▶ _Required task 1_:
Reproduce the part of the campaign finance article between "On Monday, Attorney" and "an independent auditor.", inclusive.

▶ _Extracted text_:
Minnis reiterates commitment to campaign finances, but no timeline
NASSAU, BAHAMAS — Prime Minister Dr. Hubert Minnis yesterday reiterated his commitment to introducing campaign finance reform legislation, declaring to reporters as he rushed during the 2020 New Year’s Junkanoo parade that he has “seven more years” to put it in place and see it working.
When asked about the commitment to do so before the end of this term, the prime minister responded: “I have seven more years. We are working on it. What I am concentrating on now is to close that gap in income inequality and to allow more to share in the wealth.”
He continued: “My resolution is to close that gap of income inequality and create more opportunities for the poor and indigent and to uplift the inner city. Thank you and enjoy your New Year.”
On Monday, Attorney General Carl Bethel revealed that a draft campaign finance bill proposes that a campaign donation exceeding $1,000 must be declared; every individual campaign and political party campaign will be required to have a finance officer; and candidates would have to declare to a parliamentary commissioner and be audited by an independent auditor.

▶ _Records to use_:
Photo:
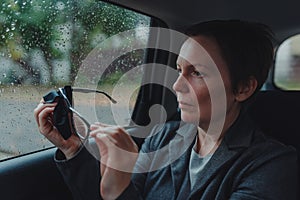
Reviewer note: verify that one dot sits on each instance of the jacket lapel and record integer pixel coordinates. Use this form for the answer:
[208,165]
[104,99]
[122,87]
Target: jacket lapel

▶ _Required task 2_:
Please render the rows that follow the campaign finance article as a JSON list of strings, one string per line, skipping blank lines and leaving the pictures out.

▶ _Complete answer 1_:
On Monday, Attorney General Carl Bethel revealed that a draft campaign finance bill proposes that a campaign donation exceeding $1,000 must be declared; every individual campaign and political party campaign will be required to have a finance officer; and candidates would have to declare to a parliamentary commissioner and be audited by an independent auditor.

▶ _Complete answer 2_:
[
  "Photo:",
  "Reviewer note: verify that one dot sits on each instance of the jacket lapel and record integer pixel coordinates. Use this form for the answer:",
  "[208,165]",
  "[104,99]",
  "[122,87]",
  "Target: jacket lapel"
]